- _AIM OF THE TASK_
All entries are to be quoted exactly; the images stay out of the copy.

Natural-language object grounding data
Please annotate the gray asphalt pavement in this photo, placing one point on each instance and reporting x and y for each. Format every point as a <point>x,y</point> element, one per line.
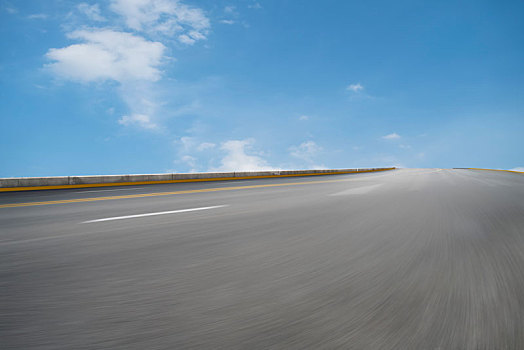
<point>404,259</point>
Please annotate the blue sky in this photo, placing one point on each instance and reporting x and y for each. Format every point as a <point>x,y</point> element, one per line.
<point>152,86</point>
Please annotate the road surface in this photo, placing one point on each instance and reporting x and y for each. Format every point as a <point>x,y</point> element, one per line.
<point>404,259</point>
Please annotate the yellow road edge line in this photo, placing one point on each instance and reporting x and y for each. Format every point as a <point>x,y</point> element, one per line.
<point>156,194</point>
<point>60,187</point>
<point>509,171</point>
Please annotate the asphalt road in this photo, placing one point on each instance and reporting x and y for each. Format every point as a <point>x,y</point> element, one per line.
<point>404,259</point>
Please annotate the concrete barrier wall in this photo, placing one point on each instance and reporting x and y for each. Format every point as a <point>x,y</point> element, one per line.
<point>101,180</point>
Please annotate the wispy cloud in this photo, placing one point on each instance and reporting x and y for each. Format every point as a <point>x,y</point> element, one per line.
<point>141,120</point>
<point>239,157</point>
<point>91,11</point>
<point>355,87</point>
<point>132,55</point>
<point>392,136</point>
<point>165,17</point>
<point>255,6</point>
<point>205,146</point>
<point>230,9</point>
<point>38,16</point>
<point>306,151</point>
<point>104,54</point>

- _RESPONSE BOX_
Please annotate the gray asphalt pavement in this photo, placing one point on each instance and reporting x and y for each. Format every point as a <point>x,y</point> element, one per line.
<point>404,259</point>
Please annotate the blue sky in this photo, placing one point on each instance and reporting x and y for each. Format every point as a <point>x,y</point> element, one per line.
<point>152,86</point>
Please annotate the road surface in this photo, placing one point on each instance and reporting x and y for each. Format every point as a <point>x,y</point> element, one per line.
<point>404,259</point>
Please annotate the yellow road edge line in this photo, placing one point on each instance and reporting x and y for each. Format every point as a <point>x,y</point> element, one per line.
<point>156,194</point>
<point>60,187</point>
<point>509,171</point>
Please annotate the asphalt road in this photo, placing one point on each instance and reporting x and y for each. Format every point as a <point>x,y</point> element, one per line.
<point>404,259</point>
Please annotate the concrete barrier wall in this photo, placing one point on each instance and reporting x and y for each. Format every point as a <point>x,y</point> element, one per line.
<point>101,180</point>
Please annotate the wispy cloud in this photo, placing one point on each instance and reporting x and y for each. Format every point as a <point>x,y</point> element, one per line.
<point>141,120</point>
<point>239,157</point>
<point>91,11</point>
<point>355,87</point>
<point>132,55</point>
<point>392,136</point>
<point>165,17</point>
<point>255,6</point>
<point>205,146</point>
<point>230,9</point>
<point>38,16</point>
<point>306,151</point>
<point>104,54</point>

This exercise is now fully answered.